:: EXTRAIT FOURNI ::
Dans le foyer, les tractations se poursuivaient, et je me suis dirigé vers la réception afin de leur demander s’ils avaient les numéros de téléphone des consulats locaux. Ils me les ont donnés et il était environ 3 h du matin lorsque j’ai composé un numéro. Une personne m’a répondu, mais elle était à Ottawa, où il était huit heures plus tard qu’à Dubai. J’avais composé la ligne d’urgence de notre capitale nationale pour les Canadiens à l’étranger. J’ai résumé la situation et le représentant à l’autre bout du fil m’a dit qu’il aviserait le consul général du Canada à Dubai dès qu’il le pourrait ce matin. J’ai griffonné le numéro de téléphone et j’ai caché le bout de papier dans ma chaussure.
L’hôtel a alors déclaré que ce différend allait se régler au poste de police. Des fourgonnettes sont aussitôt apparues devant l’entrée de l’établissement. Nous avons d’abord refusé d’y monter, mais il est rapidement devenu apparent que nous n’avions pas le choix. En chemin, nous vivions un étrange mélange d’indignation et de peur tout en nous racontant des blagues au sujet de la prison d’Alcatraz.
Mes cinq compagnons ont été placés dans une cellule tous ensemble et j’ai été placée dans une cellule pour les femmes. Elle faisait environ 10 mètres carrés avec un plancher en béton, un banc sur l’un des murs et un gros seau au milieu pour y faire nos besoins. Il y avait cinq prostituées avec moi.
J’étais en sueur, épuisée, affamée et effrayée, mais j’avais encore ce numéro de téléphone. À l’instar des polars d’antan, un vieux téléphone trônait sur l’un des murs. J’ai composé le numéro à Ottawa et on m’a répondu. Le même représentant que plus tôt m’a dit être sous le choc de la rapidité à laquelle les choses s’étaient détériorées et il m’a demandé d’être patiente pendant qu’il contactait le consul général qui viendrait nous libérer.
Il est arrivé vers 6 h du matin. Nous entendions des tractations en anglais et en arabe à l’autre bout du couloir. Vers 8 h, on nous a dirigés, échevelés et stressés, vers une salle d’attente. Le consul général nous a remis un document que nous devions tous signer. On nous a expliqué que ce document était une déclaration que nous « acceptons de ne plus jamais mal nous comporter à Dubai ». Nous avons hésité un instant, mais nous l’avons signé. Tout ce que nous voulions, c’est sortir de là, nous laver, manger et dormir. Nous devions quand même monter sur scène ce soir-là.
Le consul général nous a escortés jusqu’au garage souterrain de l’hôtel où un représentant nous a remis un sac poubelle avec nos affaires et une enveloppe avec nos papiers et nos devises. Nous devions compter l’argent, vérifier nos documents et signer une décharge.
:::
:: DONNÉES ENREGISTRÉES ::
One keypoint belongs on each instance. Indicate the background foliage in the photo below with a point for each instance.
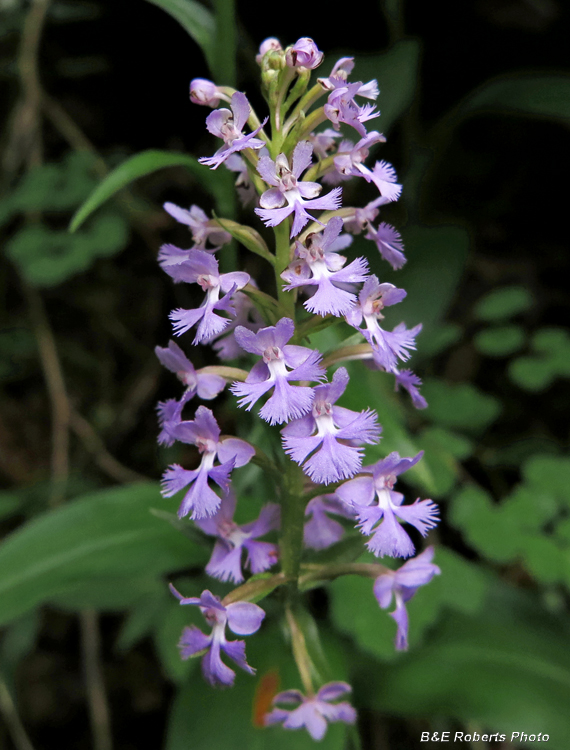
(99, 132)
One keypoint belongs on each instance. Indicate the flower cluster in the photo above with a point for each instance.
(319, 472)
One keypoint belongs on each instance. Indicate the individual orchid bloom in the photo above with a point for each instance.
(320, 530)
(387, 346)
(318, 265)
(323, 143)
(288, 401)
(313, 711)
(349, 163)
(363, 217)
(242, 618)
(290, 195)
(402, 584)
(169, 417)
(330, 434)
(384, 177)
(244, 186)
(246, 315)
(389, 243)
(206, 385)
(268, 45)
(410, 382)
(341, 108)
(204, 433)
(304, 54)
(228, 125)
(206, 93)
(202, 268)
(339, 77)
(203, 229)
(232, 540)
(382, 518)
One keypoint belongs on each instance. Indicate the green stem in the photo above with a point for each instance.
(292, 523)
(283, 258)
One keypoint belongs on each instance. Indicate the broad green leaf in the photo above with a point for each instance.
(500, 342)
(459, 405)
(47, 257)
(396, 72)
(197, 20)
(502, 304)
(109, 534)
(211, 719)
(536, 96)
(138, 166)
(506, 667)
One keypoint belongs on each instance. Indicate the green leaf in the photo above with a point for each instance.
(461, 586)
(500, 342)
(531, 95)
(197, 20)
(397, 73)
(209, 719)
(504, 303)
(531, 374)
(47, 257)
(138, 166)
(549, 474)
(109, 534)
(460, 405)
(506, 667)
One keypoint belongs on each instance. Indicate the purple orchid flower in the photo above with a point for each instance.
(290, 195)
(304, 54)
(202, 268)
(243, 618)
(267, 45)
(339, 77)
(341, 108)
(244, 186)
(402, 584)
(319, 266)
(324, 142)
(389, 243)
(204, 433)
(228, 125)
(338, 432)
(288, 401)
(232, 540)
(381, 519)
(203, 229)
(320, 530)
(313, 711)
(246, 315)
(387, 346)
(206, 385)
(206, 93)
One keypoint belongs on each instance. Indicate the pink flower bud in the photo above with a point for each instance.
(304, 54)
(271, 43)
(204, 92)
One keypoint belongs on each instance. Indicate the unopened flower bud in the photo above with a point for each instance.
(271, 43)
(304, 54)
(204, 92)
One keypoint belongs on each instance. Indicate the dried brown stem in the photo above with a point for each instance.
(97, 698)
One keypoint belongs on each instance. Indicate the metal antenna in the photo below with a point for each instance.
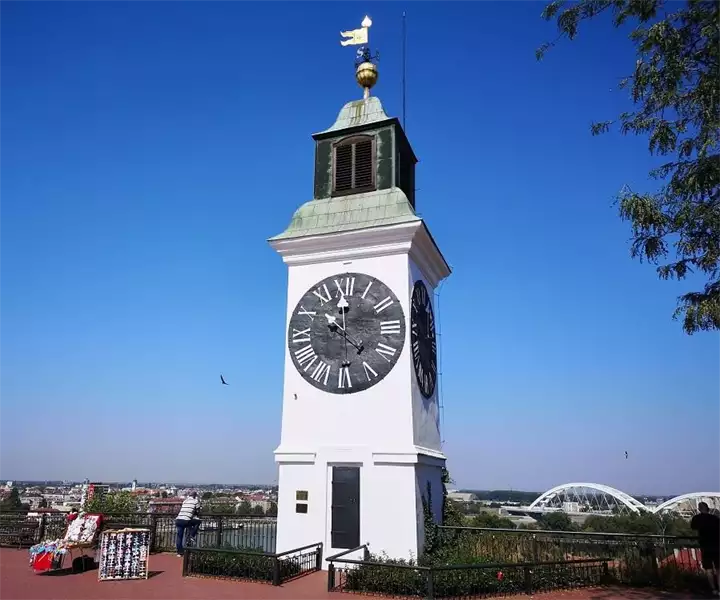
(404, 58)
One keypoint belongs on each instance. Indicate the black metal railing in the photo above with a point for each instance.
(461, 581)
(480, 562)
(511, 545)
(216, 531)
(264, 567)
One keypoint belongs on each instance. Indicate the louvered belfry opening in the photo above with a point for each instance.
(354, 165)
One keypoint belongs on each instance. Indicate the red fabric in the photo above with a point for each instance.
(43, 562)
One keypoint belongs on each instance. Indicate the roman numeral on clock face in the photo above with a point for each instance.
(370, 373)
(308, 313)
(323, 293)
(344, 377)
(390, 327)
(387, 352)
(321, 372)
(306, 356)
(301, 336)
(345, 286)
(383, 304)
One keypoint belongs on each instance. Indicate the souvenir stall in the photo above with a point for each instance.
(124, 554)
(81, 536)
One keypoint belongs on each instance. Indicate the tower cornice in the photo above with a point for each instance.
(411, 238)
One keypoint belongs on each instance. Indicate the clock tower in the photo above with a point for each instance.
(360, 453)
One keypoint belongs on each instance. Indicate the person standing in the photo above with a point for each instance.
(188, 519)
(708, 527)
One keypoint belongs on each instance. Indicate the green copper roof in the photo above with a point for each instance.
(347, 213)
(357, 113)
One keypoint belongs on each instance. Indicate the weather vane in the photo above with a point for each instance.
(366, 72)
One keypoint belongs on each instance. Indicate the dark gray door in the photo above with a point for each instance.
(345, 526)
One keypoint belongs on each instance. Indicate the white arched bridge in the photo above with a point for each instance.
(598, 499)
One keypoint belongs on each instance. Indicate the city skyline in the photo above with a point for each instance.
(146, 162)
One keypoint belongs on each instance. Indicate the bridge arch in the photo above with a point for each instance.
(688, 502)
(626, 500)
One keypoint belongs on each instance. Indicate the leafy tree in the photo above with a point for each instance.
(112, 503)
(452, 517)
(675, 86)
(557, 521)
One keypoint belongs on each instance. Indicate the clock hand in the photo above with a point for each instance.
(342, 305)
(334, 325)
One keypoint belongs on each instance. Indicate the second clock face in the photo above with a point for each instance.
(346, 333)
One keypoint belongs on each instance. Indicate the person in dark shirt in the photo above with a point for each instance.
(708, 528)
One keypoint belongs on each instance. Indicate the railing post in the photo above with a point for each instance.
(430, 589)
(186, 558)
(331, 577)
(219, 533)
(153, 535)
(318, 557)
(41, 528)
(528, 579)
(276, 570)
(650, 550)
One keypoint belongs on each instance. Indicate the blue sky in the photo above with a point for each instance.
(148, 149)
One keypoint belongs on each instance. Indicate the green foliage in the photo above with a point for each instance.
(557, 521)
(112, 503)
(394, 577)
(452, 516)
(430, 526)
(675, 86)
(246, 564)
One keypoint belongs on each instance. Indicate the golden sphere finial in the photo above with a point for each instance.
(366, 75)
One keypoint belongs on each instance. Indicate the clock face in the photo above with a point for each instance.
(422, 337)
(346, 333)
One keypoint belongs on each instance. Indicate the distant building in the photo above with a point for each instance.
(462, 496)
(165, 506)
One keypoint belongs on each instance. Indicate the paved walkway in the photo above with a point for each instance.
(18, 582)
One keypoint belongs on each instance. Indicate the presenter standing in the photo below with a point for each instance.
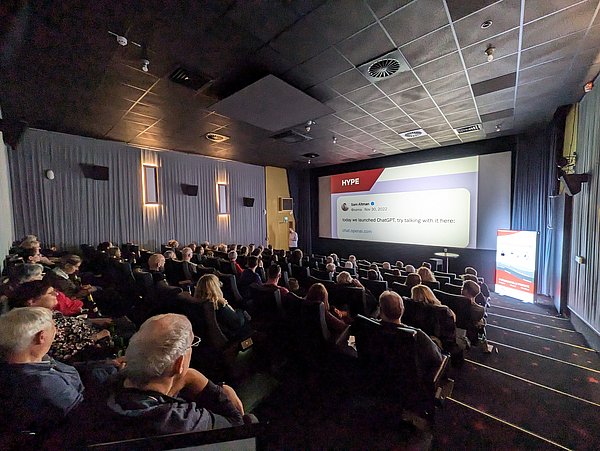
(293, 239)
:::
- **CONSIGNES DE L'EXERCICE**:
1/ Répondez à ces questions d'après l'extrait fourni.
(a) Où le bout de papier portant le numéro de téléphone a-t-il été caché ?
(b) Qu'y avait-il au milieu de la cellule pour les femmes ?
(c) Vers quelle heure le consul général est-il arrivé ?
2/ Traduisez en anglais cette phrase de l'extrait fourni : « L’hôtel a alors déclaré que ce différend allait se régler au poste de police. »

- **SOLUTIONS PAR TÂCHE**:
1/
(a) Dans une chaussure.
(b) Un gros seau pour y faire ses besoins.
(c) Vers 6 h du matin.

2/ The hotel then declared that this dispute would be settled at the police station.